* Exercise
Rewrite the entries from the line containing "marking the dark" through the end of the entries, both ends included, keeping every request word for word. Rescale each x and y point coordinate in the answers by multiplying it by 1.45 and rounding to a whole number, with halves rounded up.

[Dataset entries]
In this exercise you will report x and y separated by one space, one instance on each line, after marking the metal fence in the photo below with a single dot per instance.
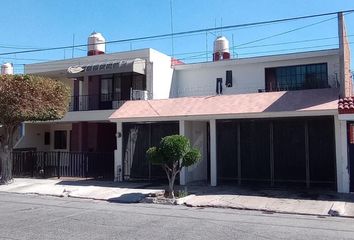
63 164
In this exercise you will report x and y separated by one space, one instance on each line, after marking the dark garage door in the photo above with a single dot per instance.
297 151
137 138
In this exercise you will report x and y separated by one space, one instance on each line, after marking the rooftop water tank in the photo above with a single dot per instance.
7 68
221 49
96 44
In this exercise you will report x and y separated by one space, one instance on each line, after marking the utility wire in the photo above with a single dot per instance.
183 33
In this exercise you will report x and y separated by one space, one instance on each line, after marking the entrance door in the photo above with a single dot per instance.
350 128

* Exercise response
In this exercise you will report x and y separated by one space, one instance on each line, after marking the dark garage door in the photo above with a single dot per instance.
431 219
199 200
In this exercise you will report x and y separated by one space, one instance on each line, after marking the rooftop water tank in the photo above with a single dot per instance.
10 99
320 71
139 64
In this exercise you will report x and y separated by one space, one instance on each line, after marking the utility wire in the photo above with a single dot per instance.
265 48
In this exercise you will report x and y separated by one space, one instance on each line, after marking the entrance door in the photo above with a single dot per instance.
508 186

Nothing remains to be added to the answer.